**Task inputs:**
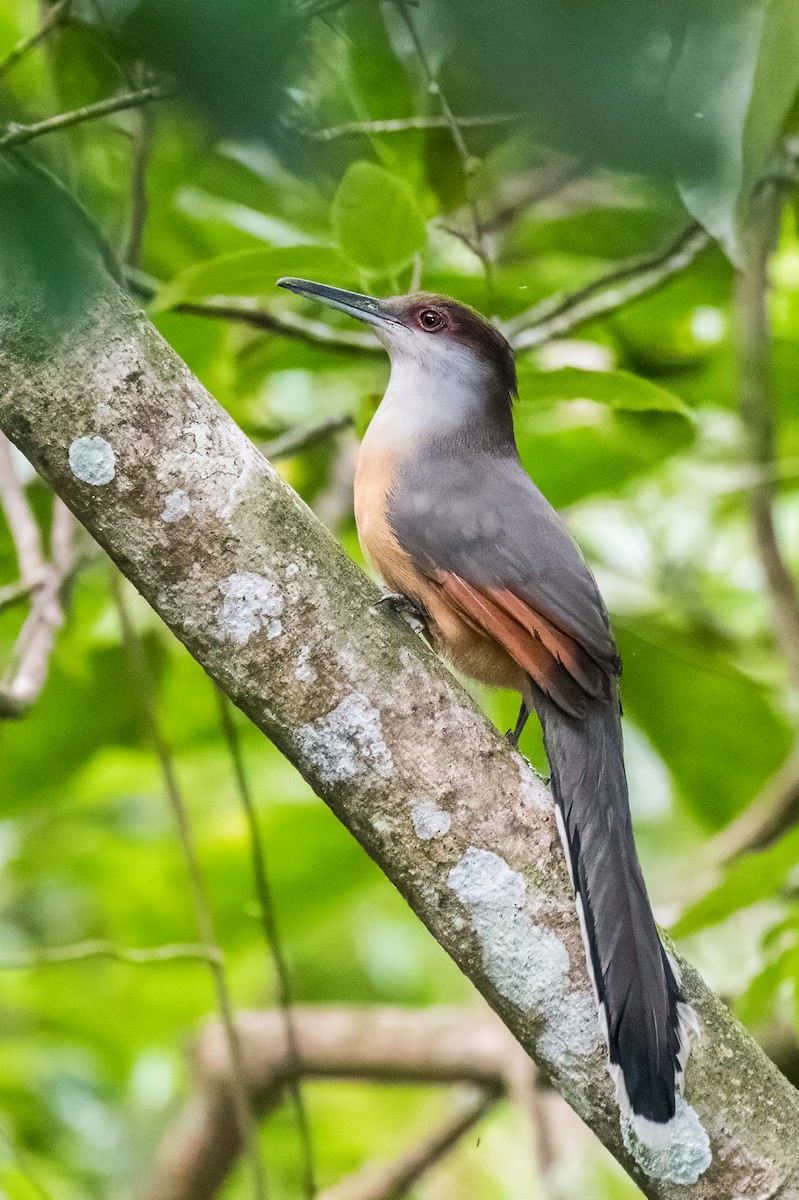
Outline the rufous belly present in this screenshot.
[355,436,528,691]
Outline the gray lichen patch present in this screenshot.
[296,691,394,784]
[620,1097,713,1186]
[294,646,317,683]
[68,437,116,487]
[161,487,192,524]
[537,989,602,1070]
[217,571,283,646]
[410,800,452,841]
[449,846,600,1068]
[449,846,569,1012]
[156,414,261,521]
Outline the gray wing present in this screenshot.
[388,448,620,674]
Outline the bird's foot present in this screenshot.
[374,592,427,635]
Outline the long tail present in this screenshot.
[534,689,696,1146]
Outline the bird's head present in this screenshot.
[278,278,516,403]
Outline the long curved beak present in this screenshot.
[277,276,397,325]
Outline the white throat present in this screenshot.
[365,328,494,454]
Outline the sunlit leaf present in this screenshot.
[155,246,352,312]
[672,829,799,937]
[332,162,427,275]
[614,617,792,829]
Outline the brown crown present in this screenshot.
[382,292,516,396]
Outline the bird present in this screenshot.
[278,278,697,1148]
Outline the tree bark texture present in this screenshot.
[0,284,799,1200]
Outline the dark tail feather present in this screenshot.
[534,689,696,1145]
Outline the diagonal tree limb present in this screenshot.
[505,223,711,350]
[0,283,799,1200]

**Requirements:** Copy the entire listing above line for line, leaving out the picture.

**Written response:**
Outline the rufous belly present in this screenshot.
[355,436,528,691]
Outline the gray lichen patch present in this screenshot.
[296,691,394,784]
[620,1097,713,1186]
[294,646,317,683]
[68,437,116,487]
[161,487,192,524]
[537,989,602,1070]
[217,571,283,646]
[410,800,452,841]
[449,846,600,1068]
[449,846,569,1012]
[156,414,261,521]
Outline the gray wing present in this screenshot.
[388,448,620,674]
Outline the bird's foot present in this screenshot.
[374,592,427,635]
Outline the long tail present in this screenshot.
[534,689,696,1146]
Outline the bird's head present in this screenshot.
[278,278,516,403]
Outline the long curved beak present in this screenshot.
[277,276,397,325]
Outline the white throat present in this screenshot.
[365,328,494,454]
Outline the sunlit leaf present in this screenshot.
[155,246,352,312]
[672,829,799,937]
[332,162,427,275]
[614,617,792,829]
Outline the brown crown present in this screenshot.
[382,292,516,396]
Outline the bird present in this screenshot.
[278,278,697,1148]
Outline the tree bark texture present in this screenshot.
[0,284,799,1200]
Outline the dark tail feather present in this screenshot.
[534,689,696,1145]
Outline the diagonal tree limb present in this screenshot.
[505,223,711,350]
[0,283,799,1200]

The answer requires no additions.